*課題文*.
貿易業や通関業に従事していない人がどうすれば通関士になれるのか。
通関士は、輸出入者に代わって税関に通関申告をする国家資格である。
狭き門ではあるが、独学でも十分、合格可能な試験である。
もちろん貿易実務や通関業に身を置く人は「有利」ではあるものの、努力如何によっては、合格は十分可能である。
・書籍にカネを惜しまず
・イメージ力をつける
・勉強習慣をつける
この三つさえクリアになれば、独学で合格の道が開けるであろう。
以下、自分が通関士に合格した経験を踏まえて、勉強のコツを紹介する。
1.書籍にカネを惜しまない
自己投資だと思って、通関士試験に関しての書籍にカネを惜しまないようにしよう。
概して、通関士試験は、マニアックな国家資格(宅建に比べて認知度が薄い)であるため、問題集や参考書類は割高である。
特に、通関士試験で長年の実績のある「日本関税協会」が発行する書籍は、概して割高であるため、購入に躊躇することもあろう。
日本関税協会は、通関士試験関係書籍の老舗であるため、書籍の数もある。

*エントリー一覧*.
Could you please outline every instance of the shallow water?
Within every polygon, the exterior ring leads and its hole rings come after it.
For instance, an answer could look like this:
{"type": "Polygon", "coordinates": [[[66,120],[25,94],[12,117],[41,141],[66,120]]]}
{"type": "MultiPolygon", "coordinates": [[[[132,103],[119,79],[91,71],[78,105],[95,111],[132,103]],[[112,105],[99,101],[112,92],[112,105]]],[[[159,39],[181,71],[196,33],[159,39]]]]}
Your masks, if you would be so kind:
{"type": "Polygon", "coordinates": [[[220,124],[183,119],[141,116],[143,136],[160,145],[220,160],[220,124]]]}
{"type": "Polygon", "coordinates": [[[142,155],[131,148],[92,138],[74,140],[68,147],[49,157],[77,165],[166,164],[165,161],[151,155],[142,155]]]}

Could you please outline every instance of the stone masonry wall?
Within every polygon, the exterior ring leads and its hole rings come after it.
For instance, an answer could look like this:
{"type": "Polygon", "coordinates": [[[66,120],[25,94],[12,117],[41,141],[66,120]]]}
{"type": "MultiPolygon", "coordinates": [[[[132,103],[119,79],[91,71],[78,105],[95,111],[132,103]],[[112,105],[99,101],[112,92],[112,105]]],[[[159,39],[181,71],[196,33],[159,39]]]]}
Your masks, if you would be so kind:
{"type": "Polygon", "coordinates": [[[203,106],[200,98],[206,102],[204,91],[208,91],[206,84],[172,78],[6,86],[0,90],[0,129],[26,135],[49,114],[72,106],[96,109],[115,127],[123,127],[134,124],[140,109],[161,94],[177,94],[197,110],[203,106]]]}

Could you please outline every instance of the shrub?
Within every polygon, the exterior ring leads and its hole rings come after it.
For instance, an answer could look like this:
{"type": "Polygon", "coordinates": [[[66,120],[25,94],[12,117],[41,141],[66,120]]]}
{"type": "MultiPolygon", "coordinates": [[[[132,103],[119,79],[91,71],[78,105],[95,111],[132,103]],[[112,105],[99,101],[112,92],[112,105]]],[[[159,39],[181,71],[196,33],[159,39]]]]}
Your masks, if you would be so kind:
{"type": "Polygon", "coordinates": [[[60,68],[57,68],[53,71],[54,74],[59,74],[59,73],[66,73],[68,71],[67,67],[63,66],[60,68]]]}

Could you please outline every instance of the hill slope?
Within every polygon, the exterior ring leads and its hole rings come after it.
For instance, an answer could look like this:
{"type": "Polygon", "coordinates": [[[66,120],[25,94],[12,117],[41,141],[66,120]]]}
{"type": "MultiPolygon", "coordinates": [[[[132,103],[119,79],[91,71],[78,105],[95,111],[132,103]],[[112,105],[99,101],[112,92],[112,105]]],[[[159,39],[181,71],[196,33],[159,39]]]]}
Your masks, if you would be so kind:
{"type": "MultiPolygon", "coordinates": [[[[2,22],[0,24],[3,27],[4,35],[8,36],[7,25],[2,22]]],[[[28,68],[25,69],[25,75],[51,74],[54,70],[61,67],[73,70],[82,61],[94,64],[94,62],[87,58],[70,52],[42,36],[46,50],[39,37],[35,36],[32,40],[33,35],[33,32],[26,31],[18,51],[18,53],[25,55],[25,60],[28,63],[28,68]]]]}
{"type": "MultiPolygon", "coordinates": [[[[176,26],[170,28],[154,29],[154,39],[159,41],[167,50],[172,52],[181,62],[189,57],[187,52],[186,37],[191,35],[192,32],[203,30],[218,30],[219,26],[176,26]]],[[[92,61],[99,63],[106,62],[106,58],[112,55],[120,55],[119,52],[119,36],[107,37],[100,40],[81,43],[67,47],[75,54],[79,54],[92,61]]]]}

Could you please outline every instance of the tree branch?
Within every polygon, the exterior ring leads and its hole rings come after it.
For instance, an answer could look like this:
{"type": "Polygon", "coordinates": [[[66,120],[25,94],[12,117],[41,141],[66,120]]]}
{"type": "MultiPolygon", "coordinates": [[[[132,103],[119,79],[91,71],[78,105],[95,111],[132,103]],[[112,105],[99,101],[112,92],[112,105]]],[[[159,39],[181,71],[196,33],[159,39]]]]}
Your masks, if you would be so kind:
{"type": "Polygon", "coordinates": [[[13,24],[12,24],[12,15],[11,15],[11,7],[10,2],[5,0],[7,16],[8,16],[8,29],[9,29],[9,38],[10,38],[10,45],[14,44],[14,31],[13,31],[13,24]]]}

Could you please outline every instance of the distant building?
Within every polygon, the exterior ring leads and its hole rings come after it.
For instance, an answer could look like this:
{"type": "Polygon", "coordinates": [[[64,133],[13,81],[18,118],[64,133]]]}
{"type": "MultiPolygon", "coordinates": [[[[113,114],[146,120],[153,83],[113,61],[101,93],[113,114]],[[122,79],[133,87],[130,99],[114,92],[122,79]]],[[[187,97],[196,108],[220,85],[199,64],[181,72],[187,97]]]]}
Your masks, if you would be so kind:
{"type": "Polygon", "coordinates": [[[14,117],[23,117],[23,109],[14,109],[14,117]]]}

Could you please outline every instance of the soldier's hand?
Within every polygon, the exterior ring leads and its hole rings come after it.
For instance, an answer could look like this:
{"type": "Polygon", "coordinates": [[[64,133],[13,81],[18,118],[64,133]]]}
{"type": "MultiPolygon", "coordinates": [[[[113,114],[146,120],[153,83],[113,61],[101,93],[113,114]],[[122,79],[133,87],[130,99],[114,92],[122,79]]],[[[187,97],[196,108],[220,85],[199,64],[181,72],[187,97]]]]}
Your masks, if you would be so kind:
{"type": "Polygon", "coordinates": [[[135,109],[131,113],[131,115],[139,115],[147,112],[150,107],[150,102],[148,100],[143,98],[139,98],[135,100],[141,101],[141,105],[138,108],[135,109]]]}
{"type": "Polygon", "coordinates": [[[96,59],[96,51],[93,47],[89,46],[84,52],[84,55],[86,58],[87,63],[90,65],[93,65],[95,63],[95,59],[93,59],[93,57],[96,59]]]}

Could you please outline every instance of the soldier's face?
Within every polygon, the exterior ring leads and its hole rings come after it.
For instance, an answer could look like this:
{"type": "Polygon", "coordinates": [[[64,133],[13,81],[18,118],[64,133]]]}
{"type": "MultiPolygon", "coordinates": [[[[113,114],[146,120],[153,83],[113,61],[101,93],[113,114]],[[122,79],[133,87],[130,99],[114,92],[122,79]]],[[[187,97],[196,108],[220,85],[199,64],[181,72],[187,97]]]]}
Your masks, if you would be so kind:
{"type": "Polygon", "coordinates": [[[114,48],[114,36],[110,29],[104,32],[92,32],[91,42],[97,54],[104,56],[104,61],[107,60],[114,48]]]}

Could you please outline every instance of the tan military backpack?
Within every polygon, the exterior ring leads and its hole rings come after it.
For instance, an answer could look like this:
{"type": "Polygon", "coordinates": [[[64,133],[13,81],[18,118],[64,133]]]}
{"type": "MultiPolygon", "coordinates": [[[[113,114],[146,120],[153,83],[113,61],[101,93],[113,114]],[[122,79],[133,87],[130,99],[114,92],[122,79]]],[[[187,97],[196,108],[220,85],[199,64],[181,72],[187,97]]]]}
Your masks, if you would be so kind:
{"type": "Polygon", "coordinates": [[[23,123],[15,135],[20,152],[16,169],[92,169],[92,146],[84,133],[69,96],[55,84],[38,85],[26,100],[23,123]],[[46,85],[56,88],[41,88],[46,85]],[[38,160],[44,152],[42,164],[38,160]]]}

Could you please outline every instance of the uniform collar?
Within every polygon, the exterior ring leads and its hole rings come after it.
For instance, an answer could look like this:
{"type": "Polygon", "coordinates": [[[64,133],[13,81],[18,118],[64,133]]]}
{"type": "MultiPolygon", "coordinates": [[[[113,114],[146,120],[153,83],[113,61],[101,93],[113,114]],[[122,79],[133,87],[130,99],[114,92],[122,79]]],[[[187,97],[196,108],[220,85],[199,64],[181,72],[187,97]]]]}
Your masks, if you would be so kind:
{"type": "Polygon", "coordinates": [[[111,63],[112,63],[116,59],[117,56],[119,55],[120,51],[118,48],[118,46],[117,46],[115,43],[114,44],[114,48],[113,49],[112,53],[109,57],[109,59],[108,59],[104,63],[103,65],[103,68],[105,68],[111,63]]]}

*取り組む作業*.
1) 課題文の「狭き門ではあるが、独学でも十分、合格可能な試験である。」から「日本関税協会は、通関士試験関係書籍の老舗であるため、書籍の数もある。」までの部分を、そのまま書き写してください。
2) 課題文では、通関士はどのような国家資格だと説明されていますか。
3) 課題文を二文で要約してください。

*解答*.
1)
狭き門ではあるが、独学でも十分、合格可能な試験である。
もちろん貿易実務や通関業に身を置く人は「有利」ではあるものの、努力如何によっては、合格は十分可能である。
・書籍にカネを惜しまず
・イメージ力をつける
・勉強習慣をつける
この三つさえクリアになれば、独学で合格の道が開けるであろう。
以下、自分が通関士に合格した経験を踏まえて、勉強のコツを紹介する。
1.書籍にカネを惜しまない
自己投資だと思って、通関士試験に関しての書籍にカネを惜しまないようにしよう。
概して、通関士試験は、マニアックな国家資格(宅建に比べて認知度が薄い)であるため、問題集や参考書類は割高である。
特に、通関士試験で長年の実績のある「日本関税協会」が発行する書籍は、概して割高であるため、購入に躊躇することもあろう。
日本関税協会は、通関士試験関係書籍の老舗であるため、書籍の数もある。

2) 輸出入者に代わって税関に通関申告をする国家資格です。

3) 通関士は輸出入者に代わって税関に通関申告をする国家資格で、狭き門ではあるものの、独学でも合格は十分に可能です。独学で合格するには、書籍にカネを惜しまないこと、イメージ力をつけること、勉強習慣をつけることの三つが大切で、割高な試験関係の書籍への出費も自己投資と考えるべきだとされています。